**Work to be completed**
Take the lines below beginning at the line that has "point(112, 96)" and stopping after the line that has "point(84, 51)", and print them exactly as they are, with no other lines.
(Exercise data begins)
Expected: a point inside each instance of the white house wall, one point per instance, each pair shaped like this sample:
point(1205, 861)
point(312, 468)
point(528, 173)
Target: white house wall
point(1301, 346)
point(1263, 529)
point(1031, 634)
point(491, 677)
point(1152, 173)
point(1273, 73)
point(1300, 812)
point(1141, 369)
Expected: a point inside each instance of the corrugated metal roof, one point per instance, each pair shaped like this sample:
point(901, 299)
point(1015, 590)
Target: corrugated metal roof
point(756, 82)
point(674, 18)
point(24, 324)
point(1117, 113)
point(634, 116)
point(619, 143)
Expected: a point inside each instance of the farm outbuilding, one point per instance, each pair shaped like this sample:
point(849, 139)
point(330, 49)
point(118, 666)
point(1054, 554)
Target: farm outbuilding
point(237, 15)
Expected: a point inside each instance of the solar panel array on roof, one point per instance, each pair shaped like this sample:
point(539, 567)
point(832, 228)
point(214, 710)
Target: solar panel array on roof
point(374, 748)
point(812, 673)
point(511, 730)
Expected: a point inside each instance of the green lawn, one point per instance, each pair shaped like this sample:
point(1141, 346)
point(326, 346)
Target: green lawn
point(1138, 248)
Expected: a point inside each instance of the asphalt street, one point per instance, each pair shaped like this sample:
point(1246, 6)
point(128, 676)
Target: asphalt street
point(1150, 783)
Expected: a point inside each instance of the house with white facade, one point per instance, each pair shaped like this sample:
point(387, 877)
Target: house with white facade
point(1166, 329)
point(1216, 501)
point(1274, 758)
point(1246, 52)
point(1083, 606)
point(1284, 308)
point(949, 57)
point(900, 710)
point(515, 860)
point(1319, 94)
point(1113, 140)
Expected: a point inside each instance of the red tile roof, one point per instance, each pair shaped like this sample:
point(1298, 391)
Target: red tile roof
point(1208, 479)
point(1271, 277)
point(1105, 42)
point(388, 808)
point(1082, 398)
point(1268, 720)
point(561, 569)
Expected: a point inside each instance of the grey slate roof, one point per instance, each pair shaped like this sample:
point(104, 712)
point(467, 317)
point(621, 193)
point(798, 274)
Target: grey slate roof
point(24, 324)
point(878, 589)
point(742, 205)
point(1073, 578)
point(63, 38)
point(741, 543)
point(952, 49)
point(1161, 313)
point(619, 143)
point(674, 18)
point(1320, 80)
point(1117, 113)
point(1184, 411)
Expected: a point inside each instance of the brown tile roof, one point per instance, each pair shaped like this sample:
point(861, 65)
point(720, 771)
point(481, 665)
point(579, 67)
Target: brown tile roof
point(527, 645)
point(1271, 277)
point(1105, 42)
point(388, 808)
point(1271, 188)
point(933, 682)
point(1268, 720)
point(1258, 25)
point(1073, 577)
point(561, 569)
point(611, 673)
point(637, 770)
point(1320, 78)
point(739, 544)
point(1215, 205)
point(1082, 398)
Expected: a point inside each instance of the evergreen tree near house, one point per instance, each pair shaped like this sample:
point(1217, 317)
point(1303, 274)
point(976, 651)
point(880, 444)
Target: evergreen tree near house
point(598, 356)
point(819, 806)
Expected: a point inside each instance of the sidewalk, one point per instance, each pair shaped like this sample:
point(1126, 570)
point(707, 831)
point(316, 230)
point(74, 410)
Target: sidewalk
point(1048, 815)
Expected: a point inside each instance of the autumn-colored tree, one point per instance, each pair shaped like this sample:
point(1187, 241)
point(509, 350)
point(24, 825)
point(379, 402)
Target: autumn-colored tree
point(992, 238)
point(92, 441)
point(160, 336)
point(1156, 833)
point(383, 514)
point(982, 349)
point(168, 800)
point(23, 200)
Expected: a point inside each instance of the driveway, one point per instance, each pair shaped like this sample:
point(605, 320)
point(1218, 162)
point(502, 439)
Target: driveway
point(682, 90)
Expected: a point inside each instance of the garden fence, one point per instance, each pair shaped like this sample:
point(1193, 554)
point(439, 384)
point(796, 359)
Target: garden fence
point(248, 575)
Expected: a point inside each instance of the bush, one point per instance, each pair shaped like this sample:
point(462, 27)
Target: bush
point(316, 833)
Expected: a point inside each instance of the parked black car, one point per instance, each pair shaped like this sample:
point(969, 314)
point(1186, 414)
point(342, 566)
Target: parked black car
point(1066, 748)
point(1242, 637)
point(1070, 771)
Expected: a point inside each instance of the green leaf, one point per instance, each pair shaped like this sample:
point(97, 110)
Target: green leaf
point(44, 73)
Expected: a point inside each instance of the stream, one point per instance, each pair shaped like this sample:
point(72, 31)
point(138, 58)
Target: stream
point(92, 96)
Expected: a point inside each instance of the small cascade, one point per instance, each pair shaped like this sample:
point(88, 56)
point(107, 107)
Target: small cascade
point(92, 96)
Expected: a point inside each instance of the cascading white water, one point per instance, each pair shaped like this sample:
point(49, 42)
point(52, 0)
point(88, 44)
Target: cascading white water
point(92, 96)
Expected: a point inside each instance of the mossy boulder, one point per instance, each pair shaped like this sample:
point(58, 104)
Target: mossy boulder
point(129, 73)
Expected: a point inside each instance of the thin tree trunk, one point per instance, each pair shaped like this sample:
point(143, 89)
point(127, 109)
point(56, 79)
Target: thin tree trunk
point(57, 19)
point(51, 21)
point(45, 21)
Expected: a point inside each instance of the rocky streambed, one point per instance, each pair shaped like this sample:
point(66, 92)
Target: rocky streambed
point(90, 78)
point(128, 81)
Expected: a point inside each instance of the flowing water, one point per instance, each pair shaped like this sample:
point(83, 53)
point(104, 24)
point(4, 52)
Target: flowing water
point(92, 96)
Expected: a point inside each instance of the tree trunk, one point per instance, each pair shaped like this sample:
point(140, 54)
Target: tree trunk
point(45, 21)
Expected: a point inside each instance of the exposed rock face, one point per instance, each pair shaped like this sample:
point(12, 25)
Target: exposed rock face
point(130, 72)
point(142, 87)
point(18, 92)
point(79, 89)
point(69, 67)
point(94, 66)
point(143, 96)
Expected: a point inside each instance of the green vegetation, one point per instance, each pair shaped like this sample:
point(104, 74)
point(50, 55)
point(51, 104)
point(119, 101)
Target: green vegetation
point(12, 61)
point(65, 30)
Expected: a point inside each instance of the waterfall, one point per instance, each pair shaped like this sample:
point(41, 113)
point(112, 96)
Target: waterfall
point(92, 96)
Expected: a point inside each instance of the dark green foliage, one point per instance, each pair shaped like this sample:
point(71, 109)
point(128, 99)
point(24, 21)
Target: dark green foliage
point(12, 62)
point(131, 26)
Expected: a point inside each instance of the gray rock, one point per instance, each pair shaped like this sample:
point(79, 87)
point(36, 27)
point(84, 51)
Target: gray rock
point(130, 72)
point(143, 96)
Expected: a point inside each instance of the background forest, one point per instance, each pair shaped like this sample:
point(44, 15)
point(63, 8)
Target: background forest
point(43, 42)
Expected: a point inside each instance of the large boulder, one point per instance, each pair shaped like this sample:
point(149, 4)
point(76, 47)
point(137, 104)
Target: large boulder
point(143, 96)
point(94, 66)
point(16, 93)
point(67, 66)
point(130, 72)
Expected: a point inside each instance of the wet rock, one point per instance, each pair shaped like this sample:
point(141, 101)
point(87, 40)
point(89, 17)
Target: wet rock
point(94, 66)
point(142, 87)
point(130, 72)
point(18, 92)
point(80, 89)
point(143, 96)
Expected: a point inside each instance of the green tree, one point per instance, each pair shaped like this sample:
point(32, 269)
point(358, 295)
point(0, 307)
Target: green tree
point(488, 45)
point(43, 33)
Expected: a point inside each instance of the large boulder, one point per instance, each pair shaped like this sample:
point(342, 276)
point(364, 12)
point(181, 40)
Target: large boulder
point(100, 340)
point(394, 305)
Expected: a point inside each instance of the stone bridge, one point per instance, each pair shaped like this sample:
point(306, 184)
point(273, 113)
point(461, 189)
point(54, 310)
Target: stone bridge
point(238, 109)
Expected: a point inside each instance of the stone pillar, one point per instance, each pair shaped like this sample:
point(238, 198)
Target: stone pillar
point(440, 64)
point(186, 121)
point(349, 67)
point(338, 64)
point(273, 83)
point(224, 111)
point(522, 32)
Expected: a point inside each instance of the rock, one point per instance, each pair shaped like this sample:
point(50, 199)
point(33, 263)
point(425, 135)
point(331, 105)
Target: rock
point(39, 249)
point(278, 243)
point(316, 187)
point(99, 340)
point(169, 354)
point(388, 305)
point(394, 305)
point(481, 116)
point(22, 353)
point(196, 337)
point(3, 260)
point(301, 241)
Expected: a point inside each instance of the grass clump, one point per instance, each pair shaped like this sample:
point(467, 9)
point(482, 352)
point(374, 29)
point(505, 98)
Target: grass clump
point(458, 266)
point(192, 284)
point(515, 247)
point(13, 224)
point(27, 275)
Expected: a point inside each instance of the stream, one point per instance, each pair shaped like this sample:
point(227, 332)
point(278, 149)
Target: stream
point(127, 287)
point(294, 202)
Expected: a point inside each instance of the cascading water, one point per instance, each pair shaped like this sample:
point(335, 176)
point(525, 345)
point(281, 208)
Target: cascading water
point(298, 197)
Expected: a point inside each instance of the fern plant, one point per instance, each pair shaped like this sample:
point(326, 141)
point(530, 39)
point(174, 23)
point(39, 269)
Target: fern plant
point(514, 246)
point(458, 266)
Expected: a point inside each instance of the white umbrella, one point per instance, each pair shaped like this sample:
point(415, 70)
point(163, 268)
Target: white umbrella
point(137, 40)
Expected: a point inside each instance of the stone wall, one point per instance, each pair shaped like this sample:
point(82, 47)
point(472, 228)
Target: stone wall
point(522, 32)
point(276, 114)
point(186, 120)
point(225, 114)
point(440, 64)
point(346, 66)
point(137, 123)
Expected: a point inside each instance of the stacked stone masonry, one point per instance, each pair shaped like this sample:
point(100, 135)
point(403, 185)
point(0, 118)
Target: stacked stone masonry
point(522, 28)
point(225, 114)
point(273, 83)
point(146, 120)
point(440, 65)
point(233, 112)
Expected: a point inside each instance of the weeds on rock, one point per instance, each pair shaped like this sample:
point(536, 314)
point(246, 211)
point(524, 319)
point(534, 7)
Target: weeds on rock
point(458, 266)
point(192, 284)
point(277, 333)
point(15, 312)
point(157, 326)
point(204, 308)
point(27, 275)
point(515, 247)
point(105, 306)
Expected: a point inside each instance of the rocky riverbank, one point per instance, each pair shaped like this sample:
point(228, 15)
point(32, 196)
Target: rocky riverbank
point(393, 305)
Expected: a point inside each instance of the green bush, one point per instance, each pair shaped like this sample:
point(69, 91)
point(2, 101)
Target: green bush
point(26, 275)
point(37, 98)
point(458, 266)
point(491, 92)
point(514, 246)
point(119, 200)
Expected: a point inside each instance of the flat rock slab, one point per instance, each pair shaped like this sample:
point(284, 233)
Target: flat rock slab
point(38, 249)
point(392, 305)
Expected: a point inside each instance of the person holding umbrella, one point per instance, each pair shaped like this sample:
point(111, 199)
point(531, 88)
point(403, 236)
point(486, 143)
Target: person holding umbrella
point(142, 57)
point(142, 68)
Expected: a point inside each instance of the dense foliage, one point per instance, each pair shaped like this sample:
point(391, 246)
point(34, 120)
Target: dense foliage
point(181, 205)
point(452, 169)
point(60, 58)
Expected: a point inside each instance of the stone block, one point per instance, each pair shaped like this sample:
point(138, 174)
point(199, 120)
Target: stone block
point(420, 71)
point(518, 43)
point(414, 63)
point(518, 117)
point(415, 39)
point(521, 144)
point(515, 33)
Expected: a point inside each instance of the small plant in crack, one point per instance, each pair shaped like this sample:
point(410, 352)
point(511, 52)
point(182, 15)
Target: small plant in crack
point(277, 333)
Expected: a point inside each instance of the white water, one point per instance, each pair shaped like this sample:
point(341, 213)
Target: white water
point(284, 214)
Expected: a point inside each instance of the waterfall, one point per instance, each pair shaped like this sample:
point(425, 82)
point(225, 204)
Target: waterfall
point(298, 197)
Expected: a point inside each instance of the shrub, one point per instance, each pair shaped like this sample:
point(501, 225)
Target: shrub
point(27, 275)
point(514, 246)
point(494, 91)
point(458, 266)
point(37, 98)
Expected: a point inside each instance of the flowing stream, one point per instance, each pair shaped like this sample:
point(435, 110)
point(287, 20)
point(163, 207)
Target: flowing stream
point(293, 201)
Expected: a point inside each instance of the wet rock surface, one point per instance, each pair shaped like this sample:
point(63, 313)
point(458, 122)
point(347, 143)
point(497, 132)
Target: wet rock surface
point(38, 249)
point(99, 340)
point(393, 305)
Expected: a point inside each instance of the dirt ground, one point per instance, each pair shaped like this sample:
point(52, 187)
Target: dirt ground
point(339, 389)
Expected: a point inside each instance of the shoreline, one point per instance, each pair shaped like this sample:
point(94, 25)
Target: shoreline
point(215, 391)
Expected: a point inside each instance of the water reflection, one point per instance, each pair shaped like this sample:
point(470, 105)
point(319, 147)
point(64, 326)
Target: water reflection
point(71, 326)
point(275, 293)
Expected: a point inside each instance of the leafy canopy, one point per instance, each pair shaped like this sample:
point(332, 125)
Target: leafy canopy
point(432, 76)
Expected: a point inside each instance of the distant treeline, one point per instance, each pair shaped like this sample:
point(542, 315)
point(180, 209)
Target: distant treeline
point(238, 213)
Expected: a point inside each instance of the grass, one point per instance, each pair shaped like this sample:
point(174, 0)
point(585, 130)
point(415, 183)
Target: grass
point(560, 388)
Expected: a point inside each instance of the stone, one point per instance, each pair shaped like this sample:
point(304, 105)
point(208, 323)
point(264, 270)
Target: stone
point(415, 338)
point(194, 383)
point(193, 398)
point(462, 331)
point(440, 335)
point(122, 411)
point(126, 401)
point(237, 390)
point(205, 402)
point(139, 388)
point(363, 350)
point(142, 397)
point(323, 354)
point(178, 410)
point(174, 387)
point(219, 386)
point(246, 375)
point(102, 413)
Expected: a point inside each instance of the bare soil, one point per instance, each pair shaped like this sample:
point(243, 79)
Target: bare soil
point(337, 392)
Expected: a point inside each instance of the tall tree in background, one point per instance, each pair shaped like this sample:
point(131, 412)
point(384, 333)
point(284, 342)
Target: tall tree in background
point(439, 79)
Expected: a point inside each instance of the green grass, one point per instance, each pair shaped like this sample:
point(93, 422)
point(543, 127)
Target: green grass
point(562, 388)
(Exercise data ends)
**Your solution**
point(112, 96)
Target: waterfall
point(92, 96)
Expected: a point inside each instance of the dark green foliage, one point per instance, each pair shaped like this sample:
point(71, 109)
point(128, 99)
point(24, 21)
Target: dark green foliage
point(12, 62)
point(131, 26)
Expected: a point inside each instance of the gray rock, one point per instance, each pair shaped like this sample:
point(79, 87)
point(36, 27)
point(84, 51)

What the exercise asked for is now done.